Records contained in a dataset
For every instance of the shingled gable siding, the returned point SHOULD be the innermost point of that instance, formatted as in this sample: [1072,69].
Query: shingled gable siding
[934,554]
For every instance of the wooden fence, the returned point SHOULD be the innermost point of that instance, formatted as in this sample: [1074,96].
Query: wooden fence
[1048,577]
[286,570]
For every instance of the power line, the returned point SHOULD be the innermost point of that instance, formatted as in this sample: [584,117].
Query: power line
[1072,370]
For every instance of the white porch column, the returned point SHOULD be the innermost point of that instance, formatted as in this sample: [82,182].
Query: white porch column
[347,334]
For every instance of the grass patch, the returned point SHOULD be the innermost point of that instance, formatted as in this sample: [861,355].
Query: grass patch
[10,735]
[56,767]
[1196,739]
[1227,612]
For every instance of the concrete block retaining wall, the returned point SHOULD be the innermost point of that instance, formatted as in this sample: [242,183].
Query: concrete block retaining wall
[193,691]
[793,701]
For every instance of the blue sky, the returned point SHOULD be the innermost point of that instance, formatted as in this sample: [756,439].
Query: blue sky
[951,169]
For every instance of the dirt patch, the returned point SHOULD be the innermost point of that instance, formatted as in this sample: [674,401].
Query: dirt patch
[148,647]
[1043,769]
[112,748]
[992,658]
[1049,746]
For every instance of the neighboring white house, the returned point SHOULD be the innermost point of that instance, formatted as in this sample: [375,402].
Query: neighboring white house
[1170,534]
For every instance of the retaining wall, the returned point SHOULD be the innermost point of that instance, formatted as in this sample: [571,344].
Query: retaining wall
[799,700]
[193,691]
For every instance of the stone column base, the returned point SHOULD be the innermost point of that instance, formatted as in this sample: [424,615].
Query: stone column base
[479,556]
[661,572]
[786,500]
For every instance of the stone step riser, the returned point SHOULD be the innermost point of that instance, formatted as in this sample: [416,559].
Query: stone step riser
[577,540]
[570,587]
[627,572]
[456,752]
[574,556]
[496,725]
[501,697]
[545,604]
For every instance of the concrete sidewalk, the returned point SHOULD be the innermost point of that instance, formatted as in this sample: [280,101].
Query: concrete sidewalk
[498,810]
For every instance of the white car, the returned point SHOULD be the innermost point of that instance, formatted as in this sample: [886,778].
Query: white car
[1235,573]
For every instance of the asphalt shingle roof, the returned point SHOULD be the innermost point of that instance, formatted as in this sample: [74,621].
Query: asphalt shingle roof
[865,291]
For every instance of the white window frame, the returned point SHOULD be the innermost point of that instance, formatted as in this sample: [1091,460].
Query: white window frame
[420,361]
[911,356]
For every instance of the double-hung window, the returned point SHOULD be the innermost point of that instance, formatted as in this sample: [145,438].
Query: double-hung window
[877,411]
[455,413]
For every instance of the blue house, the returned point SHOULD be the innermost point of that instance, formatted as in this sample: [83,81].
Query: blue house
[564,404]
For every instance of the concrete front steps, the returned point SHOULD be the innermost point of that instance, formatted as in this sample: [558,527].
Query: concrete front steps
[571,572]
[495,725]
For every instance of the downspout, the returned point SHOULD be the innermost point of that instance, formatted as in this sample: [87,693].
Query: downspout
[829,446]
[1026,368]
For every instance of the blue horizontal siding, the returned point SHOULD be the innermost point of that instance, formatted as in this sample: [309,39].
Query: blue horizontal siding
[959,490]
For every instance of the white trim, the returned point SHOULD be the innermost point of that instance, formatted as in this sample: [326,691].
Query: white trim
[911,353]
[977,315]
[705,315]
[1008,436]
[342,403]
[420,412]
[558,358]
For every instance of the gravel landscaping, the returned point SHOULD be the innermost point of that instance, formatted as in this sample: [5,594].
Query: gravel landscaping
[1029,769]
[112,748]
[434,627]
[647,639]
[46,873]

• **WORK TO BE COMPLETED**:
Restate the records above word for word.

• **ANSWER SECTION**:
For every instance of the shingled gable siding, the returned point SHOULD be the innermost point of that instance, formatted as in this sample: [1072,69].
Query: shingled gable siding
[934,554]
For every instance of the wooden fence, the returned point SHOULD be the innermost point of that instance, formatted as in this sample: [1074,96].
Query: wooden fence
[1048,577]
[286,570]
For every instance of the power line, the returned point SHOULD be the innermost point of that instance, formatted as in this sample: [584,117].
Query: power line
[1072,370]
For every instance of the white porch column, the returned point SHOULD be the innermost point of that instance, formatted as in this sample: [82,182].
Query: white porch column
[347,334]
For every instance of the grass patch, the returned point SHOULD be the innermost point of that instance, formatted as in this sample: [861,355].
Query: grass patch
[10,735]
[56,767]
[1196,739]
[1227,612]
For every instance of the concrete block retaining wall, the returned point SHOULD be the innermost point of that instance, formatted as in this sample: [242,183].
Query: concrete block retaining wall
[193,691]
[793,701]
For every instance of the blue sky, the returned point SHOULD be the innermost point of that instance, formatted as in this sample: [756,439].
Query: blue sky
[951,169]
For every instance of the dirt patch, the returned point SHOULD be the innermost point of that instance, formatted as in this sample: [674,401].
Query: dirt patch
[148,647]
[1043,769]
[112,748]
[992,658]
[1049,746]
For every instance of the neighboring white house, the returned point SHOULD be the innermost point of that instance, formatted as in this sample: [375,402].
Query: neighboring white house
[1170,534]
For every instance of the retaining wall, the returned point SHOULD be the innermost point of that instance, formatted as in this sample: [571,344].
Query: retaining wall
[799,700]
[193,691]
For every instance of the stone column base, the returned point SHOULD be the innermost point of that instance, formatted as in this sample: [424,615].
Query: stone column base
[479,556]
[661,572]
[786,500]
For every instance of the stone step riser, the returned point SHOULD be the innermost point of that instance, formatted as in this sample: [416,559].
Query: stone step riser
[577,540]
[570,587]
[627,572]
[456,752]
[574,556]
[496,725]
[501,697]
[545,604]
For every instance of the concrete sidewalk, the returned point SHOULD be the innermost point of that instance, formatted as in this sample: [280,101].
Query: concrete sidewalk
[498,810]
For every instance of the white car, the returned point SHOULD be the innermost point of that instance, formatted as in this sample: [886,778].
Query: white car
[1235,573]
For every instance of the asphalt shingle roof, the returned point SHOULD be the innermost point of that instance, formatted as in this sample: [74,621].
Query: asphalt shingle roof
[865,291]
For every instance of the white window frame, the returned point SHOULD be the innermost point of that instance, formatted as in this sample: [1091,460].
Query: white window frame
[420,361]
[911,356]
For every instance of the double-hung window, the returned point SHOULD be the innermost point of that instance, formatted as in this sample: [145,438].
Query: double-hung window
[877,411]
[455,413]
For every instance of the blue house, the returned point SHOULD be the innermost point of that instance, formatted as in this sample: [83,81].
Query: blue house
[564,404]
For every instance of the concrete front steps, the returned point SHOULD be the innermost point of that instance, formatted as in this sample: [558,527].
Query: concrete front steps
[571,572]
[495,725]
For every instance of the downspout, the returned point SHOULD be the innermost point of that instance, formatted as in this sample: [87,693].
Query: downspout
[829,446]
[1026,368]
For every instance of the blue horizontal siding, the returned point SHOULD be the innermost point of that instance, formatted as in this sample: [309,39].
Query: blue horizontal siding
[959,490]
For every instance of the white trim, the returned point SHOULD be the innermost point of that instance, formatted as in this sample: [326,691].
Query: white trim
[911,353]
[977,315]
[705,315]
[1008,436]
[342,403]
[420,412]
[558,358]
For every instance of the gravel landscaping, the returned point SHOULD be the innermost point of that instance, formatted as in this sample: [5,594].
Query: gravel landscaping
[1029,769]
[112,748]
[434,627]
[647,639]
[46,873]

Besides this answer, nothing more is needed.